### GIVEN PROBLEM 1
Summarize the memoir chapter about Hepscott Hall in two sentences.
### GIVEN PROBLEM 2
In the memoir chapter about Hepscott Hall, on what date did the family move into the house?

Hepscott Hall, Coming of Age and Kevin Keegan – Chapter Five of The Bernician Chronicles

Hepscott Hall Plaque

Hepscott Hall, Coming of Age and Kevin Keegan

From the birth of my sister, Joanne, in 1974, our house in Cramlington felt smaller every year that passed, so my Dad started looking for a bigger property in Hepscott, Northumberland, where Newcastle legend, Malcolm MacDonald, used to live.

In late 1978, he took us to see a derelict, nine hundred year old, former Norman Peel Tower, in the quiet, leafy village on the outskirts of Morpeth, which he had acquired for just £70,00, most of which was borrowed from a bank, even after selling our former home for a handsome profit.

He nevertheless restored the magnificent four story house to its former glory on a shoestring budget over the next two years and we moved in on the 10th of October 1980, by which time its value had already risen considerably.

The move sadly coincided with the beginning of newly elected Thatcher’s first recession, which caused the insolvency of my Dad’s insurance business.

To safeguard the Hall, the ownership of the property was transferred into my Granddad’s name before my Dad declared himself personally bankrupt. He then had no choice but to sign on to claim benefits.

This meant that the monthly mortgage payments on our house would be made by the Department of Social Security and the chances of losing it to my Dad’s bankruptcy appeared to be non-existent.

Chantry Middle

Less than a year after we moved into Hepscott Hall, I started my single year at Chantry Middle School in Morpeth. This proved to be one of the most enjoyable periods of my fourteen years in the educational penitentiary system.

Right from the beginning, I cast off the yoke of perpetual academic expectations and claimed the role of class clown, within just a few minutes of entering the school.

The Nickname That Just Refused To Die

As I stood at the back of the assembly hall with the entire school present, Chantry’s amiable headmaster started his first day of term address, with all the teachers lined up behind him.

### RECORDED INFORMATION
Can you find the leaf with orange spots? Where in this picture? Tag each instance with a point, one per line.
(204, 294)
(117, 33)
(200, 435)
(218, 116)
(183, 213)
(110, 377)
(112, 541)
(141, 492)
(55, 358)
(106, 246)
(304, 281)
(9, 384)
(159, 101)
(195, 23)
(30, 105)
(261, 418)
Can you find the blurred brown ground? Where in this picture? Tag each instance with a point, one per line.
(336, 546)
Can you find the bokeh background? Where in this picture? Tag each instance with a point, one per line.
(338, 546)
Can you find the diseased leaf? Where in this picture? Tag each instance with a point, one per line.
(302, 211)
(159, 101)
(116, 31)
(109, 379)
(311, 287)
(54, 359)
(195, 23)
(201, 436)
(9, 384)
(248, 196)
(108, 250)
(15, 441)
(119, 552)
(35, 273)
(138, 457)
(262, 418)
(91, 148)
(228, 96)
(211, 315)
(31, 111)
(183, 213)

### TASK RESULT 1
The narrator's father bought a derelict former Norman Peel Tower in Hepscott, Northumberland, restored it on a shoestring budget over two years, and the family moved in on the 10th of October 1980. The move coincided with Thatcher's first recession, which made his insurance business insolvent, so the Hall was transferred into the narrator's grandfather's name before the father declared himself bankrupt and signed on to claim benefits.

### TASK RESULT 2
The 10th of October 1980.